**Work to complete:**
What lines of the data hold the string "stone"? Pull each one out.

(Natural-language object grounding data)
++++++++++++++++++++
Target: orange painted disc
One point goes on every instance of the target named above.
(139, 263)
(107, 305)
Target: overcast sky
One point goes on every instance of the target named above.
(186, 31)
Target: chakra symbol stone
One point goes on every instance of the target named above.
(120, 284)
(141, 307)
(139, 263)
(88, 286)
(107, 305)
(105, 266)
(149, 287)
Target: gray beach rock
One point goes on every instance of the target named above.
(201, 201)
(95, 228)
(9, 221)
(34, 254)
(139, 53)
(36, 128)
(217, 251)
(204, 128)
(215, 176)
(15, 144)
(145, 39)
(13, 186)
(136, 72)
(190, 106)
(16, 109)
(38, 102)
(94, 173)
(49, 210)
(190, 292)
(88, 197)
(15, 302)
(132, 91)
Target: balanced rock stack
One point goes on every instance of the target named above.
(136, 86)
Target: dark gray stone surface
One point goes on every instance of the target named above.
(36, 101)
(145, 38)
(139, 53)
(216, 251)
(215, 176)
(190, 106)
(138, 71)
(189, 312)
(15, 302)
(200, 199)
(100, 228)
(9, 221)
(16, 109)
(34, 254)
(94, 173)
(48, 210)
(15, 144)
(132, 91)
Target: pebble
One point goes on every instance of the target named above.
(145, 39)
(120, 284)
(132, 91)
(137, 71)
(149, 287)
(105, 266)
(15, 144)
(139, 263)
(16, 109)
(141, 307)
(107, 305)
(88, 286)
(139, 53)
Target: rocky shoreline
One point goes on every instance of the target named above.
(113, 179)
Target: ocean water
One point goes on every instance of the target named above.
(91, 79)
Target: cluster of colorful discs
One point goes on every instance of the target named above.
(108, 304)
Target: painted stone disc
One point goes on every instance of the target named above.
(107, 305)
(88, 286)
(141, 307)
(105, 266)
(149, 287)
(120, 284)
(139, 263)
++++++++++++++++++++
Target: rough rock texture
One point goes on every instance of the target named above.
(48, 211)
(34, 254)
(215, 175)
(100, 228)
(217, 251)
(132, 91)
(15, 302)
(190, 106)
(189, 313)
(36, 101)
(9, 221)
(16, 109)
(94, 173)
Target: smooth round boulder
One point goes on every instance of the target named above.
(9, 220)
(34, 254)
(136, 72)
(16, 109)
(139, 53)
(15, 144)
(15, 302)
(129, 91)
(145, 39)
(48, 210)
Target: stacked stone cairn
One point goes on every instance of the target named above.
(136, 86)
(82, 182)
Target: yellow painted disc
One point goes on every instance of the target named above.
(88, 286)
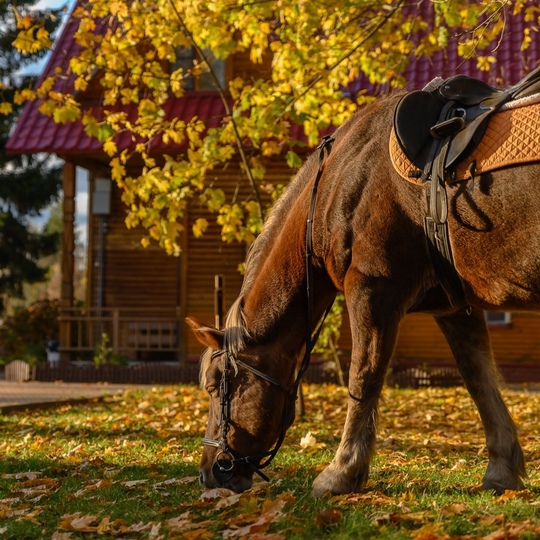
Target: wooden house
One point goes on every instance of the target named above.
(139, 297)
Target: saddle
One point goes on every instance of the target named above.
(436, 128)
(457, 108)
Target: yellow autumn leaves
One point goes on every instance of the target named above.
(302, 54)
++++++++++++++++++++
**Solution to this problem:**
Target: chakra symbol stone
Target: dark gray stone surface
Target: painted stone disc
Target: stacked stone cairn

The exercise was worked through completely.